*** TEXT BLOCK

Time complexity: O(n) if we don’t need the sorted output, otherwise O(n+k*log(k))
Method 6 (Use Min Heap)
This method is mainly an optimization of method 1. Instead of using temp[] array, use Min Heap.
- Build a Min Heap MH of the first k elements (arr[0] to arr[k-1]) of the given array. O(k*log(k))
- For each element, after the kth element (arr[k] to arr[n-1]), compare it with root of MH.
(i) If the element is greater than the root then make it root and call heapify for MH
(ii) Else ignore it.
// The step 2 is O((n-k)*log(k)) - Finally, MH has k largest elements, and the root of the MH is the kth largest element.
Time Complexity: O(k*log(k) + (n-k)*log(k)) without sorted output. If sorted output is needed then O(k*log(k) + (n-k)*log(k) + k*log(k)) so overall it is O(k*log(k) + (n-k)*log(k))
All of the above methods can also be used to find the kth largest (or smallest) element.
C++
#include <iostream>
using namespace std;
// Swap function to interchange
// the value of variables x and y
int swap(int& x, int& y)
{
int temp = x;
x = y;
y = temp;
}
// Min Heap Class
// arr holds reference to an integer
// array size indicate the number of
// elements in Min Heap
class MinHeap {
int size;
int* arr;
public:
// Constructor to initialize the size and arr
MinHeap(int size, int input[]);
// Min Heapify function, that assumes that
// 2*i+1 and 2*i+2 are min heap and fix the
// heap property for i.
void heapify(int i);
// Build the min heap, by calling heapify
// for all non-leaf nodes.
void buildHeap();
};
// Constructor to initialize data
// members and creating mean heap
MinHeap::MinHeap(int size, int input[])

******
*** EXERCISE DATA

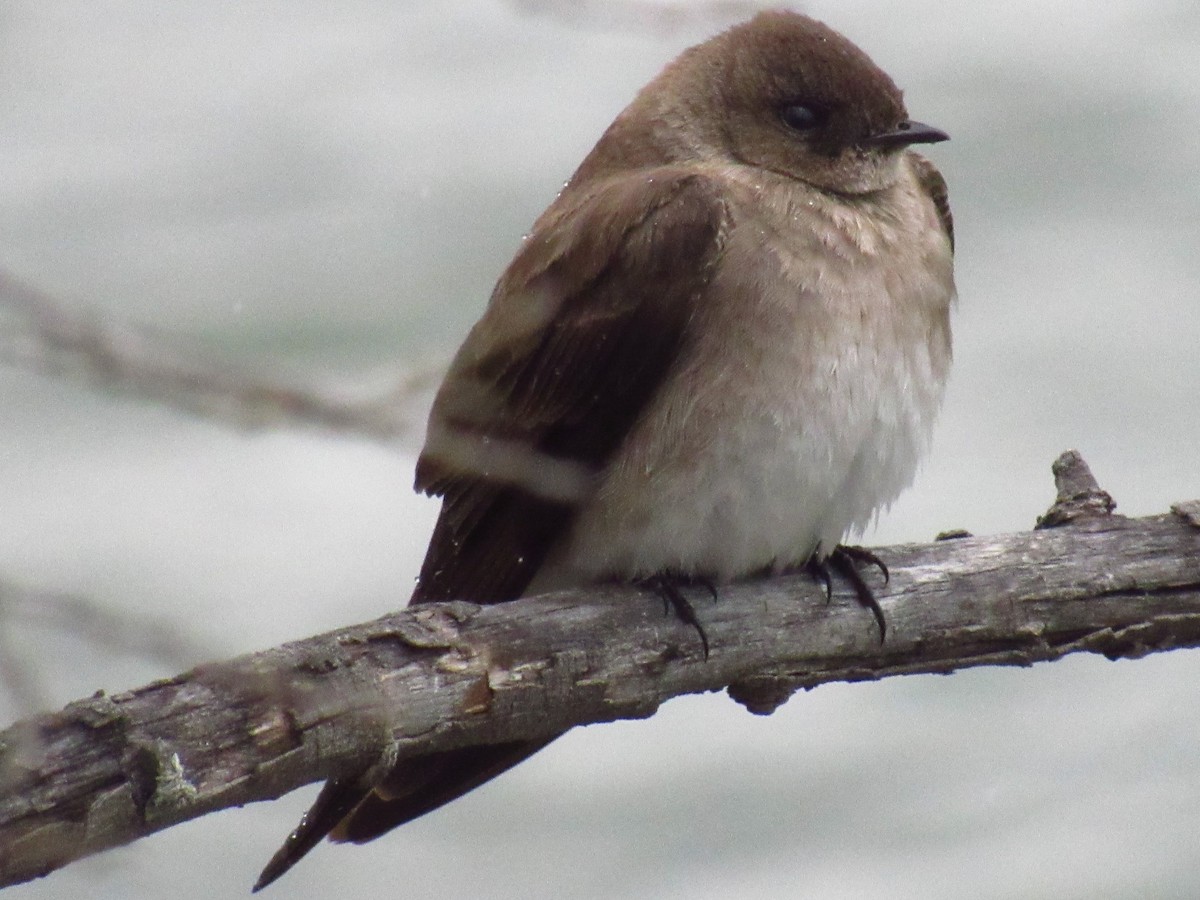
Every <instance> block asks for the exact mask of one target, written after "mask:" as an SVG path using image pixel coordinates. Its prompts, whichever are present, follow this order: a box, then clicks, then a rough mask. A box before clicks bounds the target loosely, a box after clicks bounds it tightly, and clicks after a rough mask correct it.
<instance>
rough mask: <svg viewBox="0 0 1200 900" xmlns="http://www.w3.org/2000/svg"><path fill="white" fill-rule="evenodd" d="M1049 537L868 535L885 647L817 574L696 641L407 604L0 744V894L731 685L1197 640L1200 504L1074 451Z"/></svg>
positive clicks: (750, 583)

******

__PROBLEM STATEMENT__.
Please answer these questions about the Min Heap text:
(a) In the first step, what is built, and from which elements of the given array?
(b) What is done with an element after the kth element that is not greater than the root of MH?
(c) According to the code comments, how is the min heap built in buildHeap?

__EXERCISE ANSWER__.
(a) A Min Heap MH is built from the first k elements of the given array, arr[0] to arr[k-1].
(b) It is ignored.
(c) By calling heapify for all non-leaf nodes.